| Consigne |
Répondez s'il vous plaît à ces questions d'après l'article ci-dessous sur le Global Gateway :
(a) Quelle somme l'Union européenne compte-t-elle investir, et d'ici à quelle année ?
(b) À quelle date l'Europe s'est-elle dotée de ce programme ?
(c) Quels types d'infrastructures le programme chinois vise-t-il à développer ?

Avec son "Global Gateway", l'UE tente de concurrencer les nouvelles routes de la soie chinoises
Quelques réalisations au titre des nouvelles routes de la soie chinoises exposées à Pékin. Huit ans après la Chine, l'Europe vient de lancer son alternative à ce programme d'investissements dans les infrastructures.
Bruxelles a dévoilé, mercredi, son programme "Global Gateway", censé devenir l’alternative européenne aux nouvelles routes de la soie, le fameux programme chinois d’investissement dans les infrastructures à l’échelle mondiale. De quoi faire peur à Pékin ?
Chacun veut ses routes de la soie. Après la Chine, l’Europe s’est à son tour dotée, mercredi 1er décembre, d’un ambitieux programme d’investissements dans les infrastructures.
Avec ce plan, baptisé "Global Gateway", l’Union européenne compte investir 300 milliards d’euros d’ici à 2027 dans des projets d’infrastructure un peu partout dans le monde.
Pas blanc bonnet et bonnet blanc
Aucune mention à la Chine n’est faite dans le communiqué de la Commission européenne qui dévoile les détails de cette nouvelle initiative. Mais il est difficile de ne pas y voir une réponse européenne aux "nouvelles routes de la soie", le vaste programme chinois de prêts dans des dizaines de pays afin d’y développer des ports, routes, chemins de fer ou des infrastructures numériques. Et pour, du même coup, étendre dans ces pays la sphère d’influence économique chinoise.

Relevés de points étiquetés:
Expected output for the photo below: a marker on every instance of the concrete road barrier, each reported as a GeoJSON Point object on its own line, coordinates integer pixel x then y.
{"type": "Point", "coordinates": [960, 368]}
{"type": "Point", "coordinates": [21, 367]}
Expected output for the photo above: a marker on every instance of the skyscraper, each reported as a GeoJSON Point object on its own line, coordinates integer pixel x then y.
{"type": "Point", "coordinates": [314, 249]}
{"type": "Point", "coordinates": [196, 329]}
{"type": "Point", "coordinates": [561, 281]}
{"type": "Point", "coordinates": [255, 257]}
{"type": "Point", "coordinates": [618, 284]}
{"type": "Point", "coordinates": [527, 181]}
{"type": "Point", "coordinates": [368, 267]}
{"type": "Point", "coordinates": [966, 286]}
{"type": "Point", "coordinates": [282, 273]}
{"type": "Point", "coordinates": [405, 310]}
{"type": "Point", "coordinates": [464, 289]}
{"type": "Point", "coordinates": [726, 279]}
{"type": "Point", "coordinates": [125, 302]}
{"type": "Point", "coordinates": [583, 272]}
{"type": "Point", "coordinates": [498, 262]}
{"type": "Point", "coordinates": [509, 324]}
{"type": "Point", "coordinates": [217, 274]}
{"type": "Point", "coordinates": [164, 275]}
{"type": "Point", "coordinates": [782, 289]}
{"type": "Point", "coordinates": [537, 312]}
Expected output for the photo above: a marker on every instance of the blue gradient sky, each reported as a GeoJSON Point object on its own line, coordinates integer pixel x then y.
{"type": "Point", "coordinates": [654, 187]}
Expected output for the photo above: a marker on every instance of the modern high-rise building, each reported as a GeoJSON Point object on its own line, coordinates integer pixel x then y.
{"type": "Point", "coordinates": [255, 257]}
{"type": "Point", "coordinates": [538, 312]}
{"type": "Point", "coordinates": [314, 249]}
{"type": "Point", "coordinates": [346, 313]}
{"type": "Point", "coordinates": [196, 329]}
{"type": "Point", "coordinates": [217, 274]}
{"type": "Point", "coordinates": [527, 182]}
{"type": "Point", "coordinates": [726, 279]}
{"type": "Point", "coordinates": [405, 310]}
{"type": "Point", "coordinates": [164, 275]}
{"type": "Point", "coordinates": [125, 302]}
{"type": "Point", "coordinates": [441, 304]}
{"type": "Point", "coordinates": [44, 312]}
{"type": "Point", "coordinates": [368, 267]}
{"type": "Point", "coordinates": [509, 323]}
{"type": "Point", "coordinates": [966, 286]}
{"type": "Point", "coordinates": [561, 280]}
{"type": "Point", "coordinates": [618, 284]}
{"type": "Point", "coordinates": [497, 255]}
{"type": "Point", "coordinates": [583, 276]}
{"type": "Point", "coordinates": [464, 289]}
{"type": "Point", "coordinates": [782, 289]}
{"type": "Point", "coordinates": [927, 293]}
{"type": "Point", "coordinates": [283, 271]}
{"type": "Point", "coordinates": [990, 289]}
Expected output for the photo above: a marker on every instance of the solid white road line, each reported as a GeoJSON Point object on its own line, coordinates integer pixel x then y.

| Résultat ci-dessous |
(a) 300 milliards d'euros, d'ici à 2027.
(b) Le mercredi 1er décembre.
(c) Des ports, des routes, des chemins de fer et des infrastructures numériques.